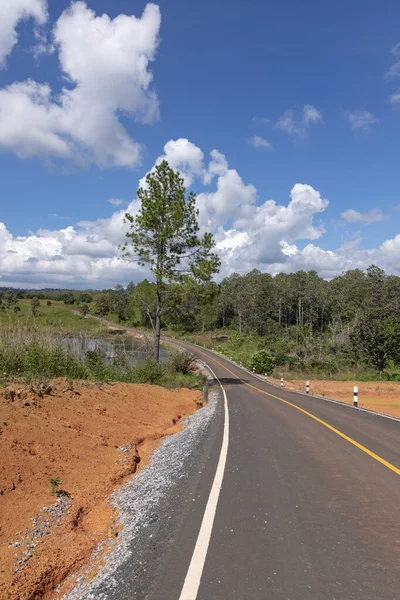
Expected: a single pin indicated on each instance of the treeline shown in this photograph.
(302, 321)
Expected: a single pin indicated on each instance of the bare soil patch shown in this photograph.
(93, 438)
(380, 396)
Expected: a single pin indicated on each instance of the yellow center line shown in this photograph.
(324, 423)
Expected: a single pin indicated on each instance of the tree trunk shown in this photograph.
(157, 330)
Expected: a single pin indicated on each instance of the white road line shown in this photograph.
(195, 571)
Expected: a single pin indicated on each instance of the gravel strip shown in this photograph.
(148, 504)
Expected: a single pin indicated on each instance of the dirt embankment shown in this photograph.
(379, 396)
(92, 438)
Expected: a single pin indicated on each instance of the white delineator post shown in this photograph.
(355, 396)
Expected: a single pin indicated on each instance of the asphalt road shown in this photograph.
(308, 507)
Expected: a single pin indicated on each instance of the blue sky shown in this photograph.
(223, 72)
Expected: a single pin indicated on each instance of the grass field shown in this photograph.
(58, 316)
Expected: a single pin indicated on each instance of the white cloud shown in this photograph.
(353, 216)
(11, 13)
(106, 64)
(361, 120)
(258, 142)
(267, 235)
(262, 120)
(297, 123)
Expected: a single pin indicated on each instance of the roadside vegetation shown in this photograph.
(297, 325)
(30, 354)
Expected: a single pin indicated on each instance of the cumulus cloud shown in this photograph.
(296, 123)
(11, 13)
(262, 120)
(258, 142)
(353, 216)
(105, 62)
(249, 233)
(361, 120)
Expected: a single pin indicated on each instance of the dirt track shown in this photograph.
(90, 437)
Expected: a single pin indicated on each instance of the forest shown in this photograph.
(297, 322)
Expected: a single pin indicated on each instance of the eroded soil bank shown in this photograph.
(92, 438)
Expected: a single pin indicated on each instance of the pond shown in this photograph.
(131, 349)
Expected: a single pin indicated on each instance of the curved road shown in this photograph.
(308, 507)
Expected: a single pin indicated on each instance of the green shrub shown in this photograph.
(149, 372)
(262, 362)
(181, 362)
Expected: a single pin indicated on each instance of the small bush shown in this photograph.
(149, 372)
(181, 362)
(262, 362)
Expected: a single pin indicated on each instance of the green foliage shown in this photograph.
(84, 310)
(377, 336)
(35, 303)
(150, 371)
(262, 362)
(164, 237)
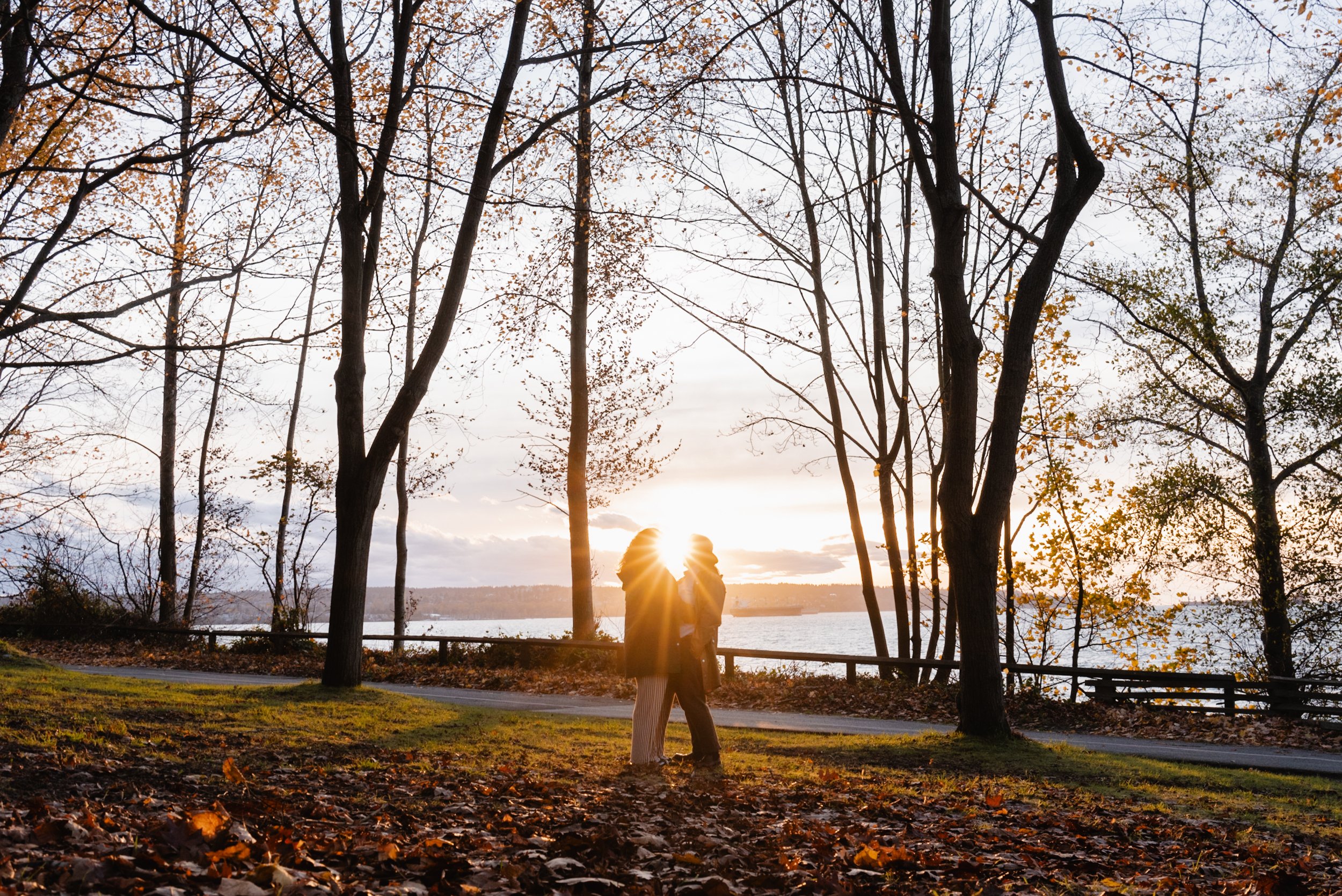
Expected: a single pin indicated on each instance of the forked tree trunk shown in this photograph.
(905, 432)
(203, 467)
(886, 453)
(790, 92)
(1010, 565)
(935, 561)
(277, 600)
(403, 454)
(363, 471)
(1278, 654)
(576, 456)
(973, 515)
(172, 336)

--

▸ WORK REQUIRED: Word for word, return the material above; the pictures stay out.

▸ YOUR RESPONSE:
Expected: a single pin indicated on each instance of the treeline shown in this photograph.
(302, 321)
Expected: a single pin indicated on each instance of the bare soil patch shown in this photograph.
(93, 438)
(380, 396)
Expected: a single pin indicated on each instance of the yellow center line shown in this photograph.
(324, 423)
Expected: a single pin indicated on each instance of the tree trunk shown in this photograph.
(157, 330)
Expected: a single pin indicated on each instance of the white road line shown in this photograph.
(195, 571)
Expected: a single pin indicated on each instance of the gravel strip shown in this photograph.
(148, 504)
Expected: a single pin indicated on each instance of the dirt embankment shown in this photograph.
(379, 396)
(92, 438)
Expected: a single pin indicated on each instance of the white delineator post shown in this photograph.
(355, 396)
Expected: a single pin indicated on each instance of the asphalt road shown in this photograph.
(308, 507)
Expected: a single pin indicated on each instance of the blue sky shown in this photograph.
(223, 72)
Expected: a single pin indicated on each instance of the grass field shown in this photograph.
(58, 316)
Expected: a single pin indicated on each instance of the white cloud shown in this photograph.
(353, 216)
(11, 13)
(106, 64)
(361, 120)
(258, 142)
(267, 235)
(262, 120)
(297, 123)
Expected: a single pin indicated on each instance of the roadside vegetation shown in this photograph.
(297, 325)
(30, 354)
Expected: a single pin indicated on each instance of the cumulus cloud shown in this photograph.
(296, 123)
(11, 13)
(262, 120)
(258, 142)
(353, 216)
(105, 62)
(249, 233)
(361, 120)
Expected: a single pin indicated on each instance of the dirt track shown in this photograph.
(90, 437)
Expected: a single pin indicated on each instance of the forest shown in this photograph.
(297, 322)
Expected: a single pin indicated on each instance of the eroded soil bank shown in this photograph.
(92, 438)
Expected: a single pin indicated on each instance of the pond shown in this photograph.
(131, 349)
Expected: a single pin indicated on each instance of the curved road shown in this photograph.
(308, 507)
Expected: a single pin indicated on each instance of the green shrub shown in this photograph.
(149, 372)
(262, 362)
(181, 362)
Expected: a single pin indicated on each instance of the small bush shown in this photograph.
(149, 372)
(181, 362)
(262, 362)
Expected: a single pin indicated on each instance of the green foliage shown in this photograph.
(84, 310)
(377, 336)
(35, 303)
(150, 371)
(262, 362)
(164, 237)
Expected: a single pin indicated on each instance of the forked tree trunk shown in this photograph.
(905, 432)
(203, 467)
(886, 453)
(790, 92)
(1010, 565)
(935, 561)
(277, 600)
(403, 454)
(363, 471)
(1278, 654)
(576, 456)
(973, 515)
(172, 336)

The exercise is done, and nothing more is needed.